**Written instruction**
Transcribe the listing below word for word.

**Information shown**

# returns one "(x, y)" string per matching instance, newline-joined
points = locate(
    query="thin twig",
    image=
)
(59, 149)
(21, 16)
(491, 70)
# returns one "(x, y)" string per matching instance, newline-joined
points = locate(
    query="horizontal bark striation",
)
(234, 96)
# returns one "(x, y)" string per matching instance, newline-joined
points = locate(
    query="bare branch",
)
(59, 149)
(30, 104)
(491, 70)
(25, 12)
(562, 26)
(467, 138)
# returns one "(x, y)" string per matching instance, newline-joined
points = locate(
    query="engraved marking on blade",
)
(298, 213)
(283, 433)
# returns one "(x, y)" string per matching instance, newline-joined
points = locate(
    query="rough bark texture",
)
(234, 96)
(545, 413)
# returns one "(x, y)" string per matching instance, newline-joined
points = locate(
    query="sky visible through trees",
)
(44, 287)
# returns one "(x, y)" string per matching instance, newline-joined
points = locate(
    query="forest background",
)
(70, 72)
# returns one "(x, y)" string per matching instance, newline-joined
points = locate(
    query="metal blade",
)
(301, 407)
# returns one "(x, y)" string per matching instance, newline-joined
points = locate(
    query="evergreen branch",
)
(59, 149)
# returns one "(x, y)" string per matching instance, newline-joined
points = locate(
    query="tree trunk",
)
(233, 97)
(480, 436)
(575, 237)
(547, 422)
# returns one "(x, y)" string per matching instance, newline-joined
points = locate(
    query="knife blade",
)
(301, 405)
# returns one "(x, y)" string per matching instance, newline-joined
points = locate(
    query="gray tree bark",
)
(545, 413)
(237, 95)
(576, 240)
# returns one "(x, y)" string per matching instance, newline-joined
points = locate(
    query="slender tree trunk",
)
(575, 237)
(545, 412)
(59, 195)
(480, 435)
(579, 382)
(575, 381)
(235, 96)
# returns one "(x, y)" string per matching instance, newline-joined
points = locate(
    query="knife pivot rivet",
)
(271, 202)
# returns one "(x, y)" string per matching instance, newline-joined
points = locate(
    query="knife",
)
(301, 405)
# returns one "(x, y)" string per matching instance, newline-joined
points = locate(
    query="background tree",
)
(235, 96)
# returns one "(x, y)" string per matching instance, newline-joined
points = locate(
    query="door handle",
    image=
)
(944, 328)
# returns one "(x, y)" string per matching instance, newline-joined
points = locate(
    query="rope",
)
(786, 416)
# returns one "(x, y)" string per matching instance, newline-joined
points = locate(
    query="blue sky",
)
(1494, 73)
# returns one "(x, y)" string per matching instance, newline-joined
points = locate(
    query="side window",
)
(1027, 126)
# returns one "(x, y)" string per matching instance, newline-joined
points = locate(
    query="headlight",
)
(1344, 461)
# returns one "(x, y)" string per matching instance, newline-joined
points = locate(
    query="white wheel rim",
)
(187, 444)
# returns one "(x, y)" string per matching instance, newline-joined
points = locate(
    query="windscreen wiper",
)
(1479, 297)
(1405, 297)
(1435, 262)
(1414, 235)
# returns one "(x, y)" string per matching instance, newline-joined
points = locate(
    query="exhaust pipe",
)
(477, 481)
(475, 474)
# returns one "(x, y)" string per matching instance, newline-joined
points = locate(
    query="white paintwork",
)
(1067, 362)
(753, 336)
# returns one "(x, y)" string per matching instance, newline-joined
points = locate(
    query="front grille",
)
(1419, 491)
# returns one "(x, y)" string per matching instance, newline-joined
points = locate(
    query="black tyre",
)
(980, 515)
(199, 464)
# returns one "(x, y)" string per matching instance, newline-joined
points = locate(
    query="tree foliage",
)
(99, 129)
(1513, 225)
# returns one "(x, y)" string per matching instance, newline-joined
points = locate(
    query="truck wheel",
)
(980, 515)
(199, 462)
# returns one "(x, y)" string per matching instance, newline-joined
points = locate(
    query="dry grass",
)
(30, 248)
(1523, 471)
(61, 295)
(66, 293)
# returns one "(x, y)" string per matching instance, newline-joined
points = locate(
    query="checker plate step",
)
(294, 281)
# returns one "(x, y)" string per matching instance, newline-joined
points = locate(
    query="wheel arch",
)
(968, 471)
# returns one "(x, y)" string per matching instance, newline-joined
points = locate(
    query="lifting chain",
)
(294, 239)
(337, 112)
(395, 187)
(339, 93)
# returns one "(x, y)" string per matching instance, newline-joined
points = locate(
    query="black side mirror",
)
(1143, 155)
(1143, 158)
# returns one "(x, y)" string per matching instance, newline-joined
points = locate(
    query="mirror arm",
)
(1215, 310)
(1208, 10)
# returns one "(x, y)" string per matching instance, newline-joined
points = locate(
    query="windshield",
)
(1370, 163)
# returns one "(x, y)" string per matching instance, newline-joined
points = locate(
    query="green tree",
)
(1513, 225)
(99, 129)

**Expected output**
# returns one "(x, y)" string per matching instance, newline-joined
points = locate(
    query="thin twig",
    image=
)
(59, 149)
(21, 16)
(491, 70)
# returns one "(x, y)" string per matching instance, newline-joined
points = locate(
    query="horizontal bark striation",
)
(234, 96)
# returns one "(x, y)" string per matching instance, newline-joined
points = locate(
    query="bare branch",
)
(59, 149)
(30, 104)
(491, 70)
(25, 12)
(562, 26)
(467, 138)
# returns one "(x, y)" string per matching instance, newline-joined
points = locate(
    query="engraved marking on blade",
)
(298, 213)
(283, 433)
# returns one "(x, y)" string per matching instance, newline-joined
points = locate(
    query="rough bark texture",
)
(234, 96)
(545, 413)
# returns one "(x, y)" string per matching instance, newline-joined
points = locate(
    query="sky visible through trees",
)
(44, 287)
# returns one "(x, y)" string per matching instance, newline-joined
points = locate(
    query="forest background",
)
(70, 72)
# returns one "(x, y)" string per matching instance, newline-joined
points = locate(
    query="metal blade",
)
(301, 407)
# returns one "(x, y)" string per matching instance, newline-joined
points = locate(
    query="evergreen branch",
)
(59, 149)
# returns one "(x, y)" string per matching instance, newline-joined
points = locate(
    query="tree trunk",
)
(233, 97)
(480, 436)
(575, 237)
(547, 422)
# returns one "(x, y)" string per matching instance, newline-joined
points = locate(
    query="knife blade",
)
(301, 405)
# returns one "(x, y)" string per matching instance, newline-joined
points = locate(
    query="gray tree bark",
)
(545, 413)
(237, 95)
(576, 240)
# returns one "(x, y)" string per matching instance, newline-joined
points = locate(
    query="slender tree trunk",
)
(575, 237)
(545, 412)
(59, 195)
(480, 435)
(579, 382)
(575, 381)
(235, 96)
# returns one "(x, y)" string per matching instance, newline-joined
points = locate(
    query="knife pivot rivet",
)
(271, 202)
# returns one "(x, y)" string per matching instance, newline-joined
points = locate(
    query="knife",
)
(301, 405)
# returns one "(x, y)" string per matching instance, newline-joined
points = locate(
    query="background tree",
)
(235, 96)
# returns one "(x, y)" string per matching instance, newline-joined
points = locate(
    query="door handle",
    image=
)
(944, 328)
# returns one "(x, y)" string per matching instance, newline-joined
points = locate(
    query="rope",
)
(786, 416)
# returns one "(x, y)" string per matching instance, newline-joined
points = locate(
    query="blue sky",
)
(1494, 73)
# returns one "(x, y)" string per matching instance, newline-joined
points = locate(
    query="side window",
)
(1027, 126)
# returns one "(x, y)" string per matching instance, newline-joined
points = locate(
    query="headlight",
)
(1344, 461)
# returns one "(x, y)" string per matching instance, newline-joined
points = locate(
    query="white wheel rim",
)
(187, 444)
# returns one "(x, y)" string per matching instance, newline-joined
points = locate(
    query="windscreen wiper",
)
(1479, 297)
(1405, 297)
(1435, 262)
(1414, 235)
# returns one "(x, y)" string per matching instance, newline-joined
points = locate(
    query="exhaust pipe",
)
(477, 481)
(475, 474)
# returns one "(x, y)" string per matching instance, newline-joined
points = locate(
    query="white paintwork",
)
(1067, 362)
(753, 336)
# returns one "(x, y)" string per matching instance, newline-joined
points = locate(
    query="front grille",
)
(1419, 491)
# returns one "(x, y)" string per matching instance, newline-joined
points = locate(
    query="black tyre",
)
(980, 515)
(199, 464)
# returns one "(x, y)" string per matching instance, newline-joined
points = locate(
    query="tree foliage",
)
(99, 129)
(1513, 225)
# returns one "(x, y)" string per matching instance, newline-joined
points = locate(
    query="truck wheel",
)
(980, 515)
(199, 462)
# returns one "(x, y)" string per matching instance, newline-joined
points = locate(
    query="dry grass",
)
(30, 248)
(1523, 471)
(61, 295)
(66, 293)
# returns one "(x, y)" string per matching instance, newline-joined
points = locate(
    query="checker plate step",
)
(294, 281)
# returns one "(x, y)" string per matching instance, newline-joined
points = locate(
    query="wheel arch",
)
(968, 471)
# returns one "(x, y)" string per matching instance, newline-joined
points = locate(
    query="lifting chain",
)
(294, 239)
(337, 112)
(395, 187)
(339, 93)
# returns one "(x, y)" string per matching instance, newline-joined
points = locate(
    query="black side mirror",
)
(1143, 155)
(1143, 158)
# returns one "(x, y)" string per matching instance, newline-joined
points = locate(
    query="mirror arm",
)
(1215, 310)
(1208, 10)
# returns one "(x, y)" string per matching instance, newline-joined
points = locate(
    query="windshield",
)
(1370, 163)
# returns one "(x, y)" string per matching instance, newline-joined
points = locate(
    query="green tree",
)
(1513, 225)
(99, 129)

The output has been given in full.